» 本文
とんでもなく嫌な出来事を目にしたら、自分はなぜK-POPを好きなのか見失いそうになるときがあります。きっとみなさんもそうでしょうし、それはK-POPに限ったことではないだろうと思います。
それでも、K-POPでは、わたしがこれまで愛してきた楽曲たちが、その情熱を繋ぎ止めてくれる。
ちょうどいま、世の中では軽蔑したくなるものごとが数多くあります。
だから、いまこそ過去を振り返り、自分の情熱を見つめ直すタイミングなのかも。
そしていくつか、その振り返りを文章として記録してみよう。
そう思い、今回この記事を書いています。
K-POPを好きになって、そのなかでもさらにその情熱を加速させてくれたものの1曲。
今回はSHINeeが2013年2月19日にリリースした3枚目のフル・アルバムから、「Dream Girl」です。
K-POP、音楽性の岐路に立つ
KARAと少女時代、東方神起とBIGBANGが日本でブームを巻き起こした2000年代後半。当時のK-POPの日本でのイメージは間違いなく”EDM”でした。
当時の世界の流行最先端であったEDMを、研鑽された力強いダンスと恐ろしい脚の長さ、蛍光色で奇抜なスタイリングで表現する姿は、日本のアイドル界隈のそれとは明らかに異なるもの。

» 提供データ
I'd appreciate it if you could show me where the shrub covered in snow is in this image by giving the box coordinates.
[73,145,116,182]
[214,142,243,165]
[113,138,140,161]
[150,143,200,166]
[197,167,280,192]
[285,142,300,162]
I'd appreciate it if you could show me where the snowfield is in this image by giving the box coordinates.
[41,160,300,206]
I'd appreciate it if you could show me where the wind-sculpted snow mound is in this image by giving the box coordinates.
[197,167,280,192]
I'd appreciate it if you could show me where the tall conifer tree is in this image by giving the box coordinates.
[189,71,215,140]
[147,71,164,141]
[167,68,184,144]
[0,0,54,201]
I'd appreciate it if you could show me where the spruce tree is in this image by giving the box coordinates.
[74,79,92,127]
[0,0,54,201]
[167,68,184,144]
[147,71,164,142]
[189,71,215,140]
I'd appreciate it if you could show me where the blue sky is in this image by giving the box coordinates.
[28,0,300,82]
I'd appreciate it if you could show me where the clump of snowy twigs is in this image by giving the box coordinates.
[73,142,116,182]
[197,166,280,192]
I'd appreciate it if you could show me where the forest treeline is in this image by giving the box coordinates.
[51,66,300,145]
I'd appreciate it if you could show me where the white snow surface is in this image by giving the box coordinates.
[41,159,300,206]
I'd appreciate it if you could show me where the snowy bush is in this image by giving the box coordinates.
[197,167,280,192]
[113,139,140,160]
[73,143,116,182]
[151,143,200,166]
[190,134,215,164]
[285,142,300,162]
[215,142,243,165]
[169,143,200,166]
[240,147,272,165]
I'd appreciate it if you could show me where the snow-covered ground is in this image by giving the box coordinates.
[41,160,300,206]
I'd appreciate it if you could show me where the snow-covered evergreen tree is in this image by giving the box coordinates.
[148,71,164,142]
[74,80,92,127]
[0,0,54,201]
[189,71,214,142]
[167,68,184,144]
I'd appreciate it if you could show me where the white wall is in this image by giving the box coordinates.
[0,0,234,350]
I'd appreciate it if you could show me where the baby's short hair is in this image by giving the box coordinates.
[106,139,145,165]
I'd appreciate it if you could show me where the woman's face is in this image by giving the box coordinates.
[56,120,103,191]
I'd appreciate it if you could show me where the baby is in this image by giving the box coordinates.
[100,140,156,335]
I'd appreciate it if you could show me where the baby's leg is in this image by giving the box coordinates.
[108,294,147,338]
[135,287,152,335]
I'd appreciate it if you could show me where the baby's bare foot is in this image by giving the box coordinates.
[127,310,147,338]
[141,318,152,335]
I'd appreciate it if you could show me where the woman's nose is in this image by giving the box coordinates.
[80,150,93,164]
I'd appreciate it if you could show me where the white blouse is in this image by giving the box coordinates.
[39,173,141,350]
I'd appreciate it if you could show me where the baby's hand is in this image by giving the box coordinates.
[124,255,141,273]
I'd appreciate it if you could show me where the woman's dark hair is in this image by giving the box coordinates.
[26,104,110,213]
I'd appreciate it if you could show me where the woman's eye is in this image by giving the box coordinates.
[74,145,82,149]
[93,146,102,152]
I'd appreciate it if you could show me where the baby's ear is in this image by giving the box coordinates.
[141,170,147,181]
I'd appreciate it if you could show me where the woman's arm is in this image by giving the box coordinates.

» 課題一覧
A) 次の(i)〜(iii)が本文の内容と合っているか、それぞれ「はい」か「いいえ」で答えてください。判断の決め手となる本文の語句も、そのまま引用すること。
(i) SHINeeの「Dream Girl」は、2013年2月19日にリリースされた2枚目のフル・アルバムの曲である。
(ii) 2000年代後半、日本でのK-POPのイメージはEDMだった。
(iii) 世の中には軽蔑したくなるものごとはほとんどない、と述べられている。
B) 本文のうち、「K-POP、音楽性の岐路に立つ」から始まり「それとは明らかに異なるもの。」で終わる部分を、一字一句そのまま書き写せ。

» 各課題の解答
A)
(i) いいえ。「SHINeeが2013年2月19日にリリースした3枚目のフル・アルバムから」
(ii) はい。「当時のK-POPの日本でのイメージは間違いなく”EDM”でした」
(iii) いいえ。「世の中では軽蔑したくなるものごとが数多くあります」

B)
K-POP、音楽性の岐路に立つ
KARAと少女時代、東方神起とBIGBANGが日本でブームを巻き起こした2000年代後半。当時のK-POPの日本でのイメージは間違いなく”EDM”でした。
当時の世界の流行最先端であったEDMを、研鑽された力強いダンスと恐ろしい脚の長さ、蛍光色で奇抜なスタイリングで表現する姿は、日本のアイドル界隈のそれとは明らかに異なるもの。